Records for the task —
········

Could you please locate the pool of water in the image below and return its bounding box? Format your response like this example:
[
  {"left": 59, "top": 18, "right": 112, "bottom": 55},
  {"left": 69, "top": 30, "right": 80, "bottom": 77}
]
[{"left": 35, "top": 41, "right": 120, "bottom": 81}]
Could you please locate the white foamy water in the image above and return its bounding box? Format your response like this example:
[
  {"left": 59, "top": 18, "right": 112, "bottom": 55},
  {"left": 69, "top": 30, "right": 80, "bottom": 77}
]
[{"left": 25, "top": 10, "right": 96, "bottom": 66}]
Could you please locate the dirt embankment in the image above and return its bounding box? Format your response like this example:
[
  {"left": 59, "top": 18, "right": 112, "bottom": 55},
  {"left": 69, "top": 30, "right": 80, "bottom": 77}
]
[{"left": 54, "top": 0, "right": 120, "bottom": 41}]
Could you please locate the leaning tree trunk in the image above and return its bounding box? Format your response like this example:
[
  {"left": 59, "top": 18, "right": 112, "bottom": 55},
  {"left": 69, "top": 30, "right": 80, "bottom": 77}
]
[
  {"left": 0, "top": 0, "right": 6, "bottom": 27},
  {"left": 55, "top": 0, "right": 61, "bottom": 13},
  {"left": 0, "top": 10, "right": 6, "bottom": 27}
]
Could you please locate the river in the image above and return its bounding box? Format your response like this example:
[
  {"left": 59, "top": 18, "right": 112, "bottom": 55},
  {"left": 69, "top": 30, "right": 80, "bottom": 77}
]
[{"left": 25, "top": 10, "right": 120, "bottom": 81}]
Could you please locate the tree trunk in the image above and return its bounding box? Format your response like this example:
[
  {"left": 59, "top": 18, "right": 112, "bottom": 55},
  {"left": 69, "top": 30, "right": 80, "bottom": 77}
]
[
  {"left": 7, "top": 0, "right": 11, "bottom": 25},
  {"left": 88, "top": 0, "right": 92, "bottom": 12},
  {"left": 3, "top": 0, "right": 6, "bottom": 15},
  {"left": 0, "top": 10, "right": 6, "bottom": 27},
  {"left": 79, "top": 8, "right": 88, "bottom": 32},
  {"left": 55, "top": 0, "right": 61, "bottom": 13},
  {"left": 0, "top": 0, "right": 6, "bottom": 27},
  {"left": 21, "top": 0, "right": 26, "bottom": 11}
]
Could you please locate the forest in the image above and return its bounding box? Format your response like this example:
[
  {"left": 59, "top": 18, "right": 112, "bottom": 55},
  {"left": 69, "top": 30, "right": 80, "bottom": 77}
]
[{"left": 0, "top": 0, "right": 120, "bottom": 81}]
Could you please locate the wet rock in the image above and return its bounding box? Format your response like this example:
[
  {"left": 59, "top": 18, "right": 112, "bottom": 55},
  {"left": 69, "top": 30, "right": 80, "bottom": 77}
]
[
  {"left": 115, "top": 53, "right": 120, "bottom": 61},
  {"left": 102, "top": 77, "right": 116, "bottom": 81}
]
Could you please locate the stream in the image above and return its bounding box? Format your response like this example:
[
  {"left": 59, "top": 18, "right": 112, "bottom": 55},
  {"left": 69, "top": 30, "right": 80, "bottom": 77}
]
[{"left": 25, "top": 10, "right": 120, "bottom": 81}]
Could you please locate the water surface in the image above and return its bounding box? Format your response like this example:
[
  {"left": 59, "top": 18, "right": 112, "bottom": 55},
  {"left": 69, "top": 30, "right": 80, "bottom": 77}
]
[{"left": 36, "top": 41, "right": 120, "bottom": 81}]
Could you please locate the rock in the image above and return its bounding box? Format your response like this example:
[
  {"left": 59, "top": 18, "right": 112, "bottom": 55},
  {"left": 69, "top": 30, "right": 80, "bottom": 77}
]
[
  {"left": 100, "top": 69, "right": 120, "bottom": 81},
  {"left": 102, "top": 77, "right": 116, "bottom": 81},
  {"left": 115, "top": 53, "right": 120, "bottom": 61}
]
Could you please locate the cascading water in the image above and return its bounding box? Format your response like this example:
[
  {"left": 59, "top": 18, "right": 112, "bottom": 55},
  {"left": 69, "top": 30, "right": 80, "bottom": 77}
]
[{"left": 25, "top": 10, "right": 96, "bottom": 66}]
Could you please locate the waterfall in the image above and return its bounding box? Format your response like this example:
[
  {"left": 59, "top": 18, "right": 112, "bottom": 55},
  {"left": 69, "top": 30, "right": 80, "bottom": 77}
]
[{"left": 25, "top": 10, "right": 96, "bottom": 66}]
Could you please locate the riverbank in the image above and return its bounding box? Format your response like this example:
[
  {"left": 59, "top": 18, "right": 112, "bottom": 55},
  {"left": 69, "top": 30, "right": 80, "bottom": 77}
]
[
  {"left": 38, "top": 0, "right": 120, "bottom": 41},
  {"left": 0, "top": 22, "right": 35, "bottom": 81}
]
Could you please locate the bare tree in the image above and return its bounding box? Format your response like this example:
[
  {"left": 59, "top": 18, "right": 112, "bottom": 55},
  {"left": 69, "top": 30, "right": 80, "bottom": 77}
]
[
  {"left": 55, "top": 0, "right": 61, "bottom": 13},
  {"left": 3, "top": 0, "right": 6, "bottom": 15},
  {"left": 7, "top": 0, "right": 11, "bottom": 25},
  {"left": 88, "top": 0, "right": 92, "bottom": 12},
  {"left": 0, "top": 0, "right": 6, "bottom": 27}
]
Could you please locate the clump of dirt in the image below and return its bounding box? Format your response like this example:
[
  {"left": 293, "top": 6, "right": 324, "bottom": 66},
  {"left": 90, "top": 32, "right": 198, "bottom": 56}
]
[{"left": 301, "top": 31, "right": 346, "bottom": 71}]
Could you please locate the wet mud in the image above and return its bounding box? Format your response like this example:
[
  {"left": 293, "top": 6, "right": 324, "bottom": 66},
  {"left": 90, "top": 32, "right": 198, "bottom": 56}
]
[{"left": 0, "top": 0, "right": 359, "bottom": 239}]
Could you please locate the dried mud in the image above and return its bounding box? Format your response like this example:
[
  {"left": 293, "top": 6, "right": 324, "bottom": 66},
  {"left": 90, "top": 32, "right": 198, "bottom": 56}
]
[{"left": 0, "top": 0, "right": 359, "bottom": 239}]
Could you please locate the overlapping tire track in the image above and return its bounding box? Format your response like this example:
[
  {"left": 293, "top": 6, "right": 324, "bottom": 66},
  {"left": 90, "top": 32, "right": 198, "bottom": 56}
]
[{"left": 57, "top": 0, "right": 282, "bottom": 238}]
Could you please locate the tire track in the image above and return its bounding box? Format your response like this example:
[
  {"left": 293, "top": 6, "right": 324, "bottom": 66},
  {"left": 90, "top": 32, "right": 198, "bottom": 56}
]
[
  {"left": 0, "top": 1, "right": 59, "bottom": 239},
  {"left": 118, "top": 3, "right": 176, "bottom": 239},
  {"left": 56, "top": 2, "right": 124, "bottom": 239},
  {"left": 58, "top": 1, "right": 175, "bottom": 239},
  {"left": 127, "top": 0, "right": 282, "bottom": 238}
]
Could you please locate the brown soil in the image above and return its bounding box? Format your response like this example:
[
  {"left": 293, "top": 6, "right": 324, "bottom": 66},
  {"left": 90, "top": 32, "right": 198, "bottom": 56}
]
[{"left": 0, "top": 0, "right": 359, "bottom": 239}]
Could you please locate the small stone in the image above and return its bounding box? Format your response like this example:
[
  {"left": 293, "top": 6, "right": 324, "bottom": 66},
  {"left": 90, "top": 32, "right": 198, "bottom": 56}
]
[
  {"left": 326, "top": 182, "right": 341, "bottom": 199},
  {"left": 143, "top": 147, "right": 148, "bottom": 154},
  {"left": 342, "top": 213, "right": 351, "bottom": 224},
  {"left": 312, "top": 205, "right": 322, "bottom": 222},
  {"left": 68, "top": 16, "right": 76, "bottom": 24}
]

········

Assignment —
Print each entry above word for word, leaving none out.

Task result —
Could you please locate the pool of water in the image below and return its bounding box? Format your response like this example:
[
  {"left": 59, "top": 18, "right": 112, "bottom": 55},
  {"left": 69, "top": 30, "right": 80, "bottom": 77}
]
[{"left": 35, "top": 41, "right": 120, "bottom": 81}]
Could you please locate the white foamy water in the image above and return its bounding box? Format your response like this example:
[
  {"left": 59, "top": 18, "right": 112, "bottom": 55},
  {"left": 69, "top": 30, "right": 80, "bottom": 77}
]
[{"left": 25, "top": 10, "right": 96, "bottom": 66}]
Could you please locate the dirt embankment in the image above and return its bounding box? Format your response like this example:
[
  {"left": 59, "top": 18, "right": 112, "bottom": 55},
  {"left": 69, "top": 30, "right": 80, "bottom": 77}
]
[{"left": 54, "top": 0, "right": 120, "bottom": 41}]
Could you please locate the leaning tree trunk in the image above and return its bounding box? Format your response like this example:
[
  {"left": 59, "top": 18, "right": 112, "bottom": 55},
  {"left": 69, "top": 30, "right": 80, "bottom": 77}
]
[
  {"left": 0, "top": 0, "right": 6, "bottom": 27},
  {"left": 55, "top": 0, "right": 61, "bottom": 13},
  {"left": 0, "top": 10, "right": 6, "bottom": 27}
]
Could you please locate the river in the image above and return its bounding box? Format your response like this example:
[
  {"left": 59, "top": 18, "right": 112, "bottom": 55},
  {"left": 69, "top": 30, "right": 80, "bottom": 77}
]
[{"left": 25, "top": 10, "right": 120, "bottom": 81}]
Could you please locate the tree trunk in the image above and return its bounding box? Format your response like this example:
[
  {"left": 59, "top": 18, "right": 112, "bottom": 55},
  {"left": 69, "top": 30, "right": 80, "bottom": 77}
]
[
  {"left": 7, "top": 0, "right": 11, "bottom": 25},
  {"left": 88, "top": 0, "right": 92, "bottom": 12},
  {"left": 3, "top": 0, "right": 6, "bottom": 15},
  {"left": 0, "top": 10, "right": 6, "bottom": 27},
  {"left": 79, "top": 8, "right": 88, "bottom": 32},
  {"left": 55, "top": 0, "right": 61, "bottom": 13},
  {"left": 0, "top": 0, "right": 6, "bottom": 27},
  {"left": 21, "top": 0, "right": 26, "bottom": 11}
]
Could you please locate the forest in the image above and return its bounding box? Format your response like this example:
[
  {"left": 59, "top": 18, "right": 112, "bottom": 55},
  {"left": 69, "top": 30, "right": 80, "bottom": 77}
]
[{"left": 0, "top": 0, "right": 120, "bottom": 81}]
Could you please locate the wet rock in the image above and return its bounding box? Format your response like this example:
[
  {"left": 59, "top": 18, "right": 112, "bottom": 55},
  {"left": 69, "top": 30, "right": 80, "bottom": 77}
]
[
  {"left": 115, "top": 53, "right": 120, "bottom": 61},
  {"left": 102, "top": 77, "right": 116, "bottom": 81}
]
Could you please locate the stream in the image above and return its bounding box? Format your response like this example:
[
  {"left": 59, "top": 18, "right": 112, "bottom": 55},
  {"left": 69, "top": 30, "right": 80, "bottom": 77}
]
[{"left": 25, "top": 10, "right": 120, "bottom": 81}]
Could you please locate the water surface in the image above and return its bounding box? Format your response like this example:
[
  {"left": 59, "top": 18, "right": 112, "bottom": 55},
  {"left": 69, "top": 30, "right": 80, "bottom": 77}
]
[{"left": 36, "top": 41, "right": 120, "bottom": 81}]
Could you please locate the rock in the image above and return its bounding box? Format your response like this example:
[
  {"left": 59, "top": 18, "right": 112, "bottom": 55},
  {"left": 69, "top": 30, "right": 80, "bottom": 77}
]
[
  {"left": 100, "top": 69, "right": 120, "bottom": 81},
  {"left": 102, "top": 77, "right": 116, "bottom": 81},
  {"left": 115, "top": 53, "right": 120, "bottom": 61}
]
Could you please locate the cascading water in the image above and return its bounding box? Format your response like this example:
[
  {"left": 59, "top": 18, "right": 112, "bottom": 55},
  {"left": 69, "top": 30, "right": 80, "bottom": 77}
]
[{"left": 25, "top": 10, "right": 96, "bottom": 66}]
Could you please locate the waterfall in the image above and return its bounding box? Format your response like this example:
[
  {"left": 59, "top": 18, "right": 112, "bottom": 55},
  {"left": 69, "top": 30, "right": 80, "bottom": 77}
]
[{"left": 25, "top": 10, "right": 96, "bottom": 66}]
Could you please locate the riverbank in the image above and return its bounding box? Format your response like this example:
[
  {"left": 59, "top": 18, "right": 112, "bottom": 55},
  {"left": 69, "top": 30, "right": 80, "bottom": 77}
]
[
  {"left": 38, "top": 0, "right": 120, "bottom": 41},
  {"left": 0, "top": 22, "right": 35, "bottom": 81}
]
Could you please locate the bare tree in the image above and return its bounding box? Format your response like this example:
[
  {"left": 59, "top": 18, "right": 112, "bottom": 55},
  {"left": 69, "top": 30, "right": 80, "bottom": 77}
]
[
  {"left": 55, "top": 0, "right": 61, "bottom": 13},
  {"left": 3, "top": 0, "right": 6, "bottom": 15},
  {"left": 7, "top": 0, "right": 11, "bottom": 25},
  {"left": 88, "top": 0, "right": 92, "bottom": 12},
  {"left": 0, "top": 0, "right": 6, "bottom": 27}
]
Could you please locate the clump of dirt in the image below and return its bounding box? Format your response like this example:
[
  {"left": 293, "top": 6, "right": 324, "bottom": 66},
  {"left": 90, "top": 32, "right": 198, "bottom": 56}
]
[{"left": 301, "top": 31, "right": 346, "bottom": 71}]
Could you please locate the wet mud in the image above and return its bounding box? Format your response like this example:
[
  {"left": 293, "top": 6, "right": 324, "bottom": 66},
  {"left": 90, "top": 32, "right": 198, "bottom": 56}
]
[{"left": 0, "top": 0, "right": 359, "bottom": 239}]
Could you please locate the dried mud in the image above and return its bounding box? Format your response like this example:
[
  {"left": 293, "top": 6, "right": 324, "bottom": 66},
  {"left": 90, "top": 32, "right": 198, "bottom": 56}
]
[{"left": 0, "top": 0, "right": 359, "bottom": 239}]
Could you please locate the overlapping tire track in the image above and return its bounding box? Format your response like this example:
[
  {"left": 293, "top": 6, "right": 324, "bottom": 66},
  {"left": 90, "top": 32, "right": 198, "bottom": 56}
]
[{"left": 57, "top": 0, "right": 282, "bottom": 238}]
Could you please locate the tire track in the image above and return its bounding box? Format your response like this example:
[
  {"left": 293, "top": 6, "right": 324, "bottom": 66},
  {"left": 90, "top": 32, "right": 198, "bottom": 56}
]
[
  {"left": 0, "top": 1, "right": 59, "bottom": 239},
  {"left": 118, "top": 3, "right": 176, "bottom": 239},
  {"left": 56, "top": 2, "right": 124, "bottom": 239},
  {"left": 58, "top": 1, "right": 175, "bottom": 239},
  {"left": 127, "top": 0, "right": 282, "bottom": 238}
]
Could you please locate the brown soil in the image above and return its bounding box? Format your response like this example:
[
  {"left": 293, "top": 6, "right": 324, "bottom": 66},
  {"left": 90, "top": 32, "right": 198, "bottom": 56}
]
[{"left": 0, "top": 0, "right": 359, "bottom": 239}]
Could you please locate the small stone in the image above and return its bounding box? Format your response like this example:
[
  {"left": 293, "top": 6, "right": 324, "bottom": 66},
  {"left": 90, "top": 32, "right": 198, "bottom": 56}
]
[
  {"left": 326, "top": 182, "right": 341, "bottom": 199},
  {"left": 143, "top": 147, "right": 148, "bottom": 154},
  {"left": 342, "top": 213, "right": 351, "bottom": 224},
  {"left": 312, "top": 205, "right": 322, "bottom": 222},
  {"left": 68, "top": 16, "right": 76, "bottom": 24}
]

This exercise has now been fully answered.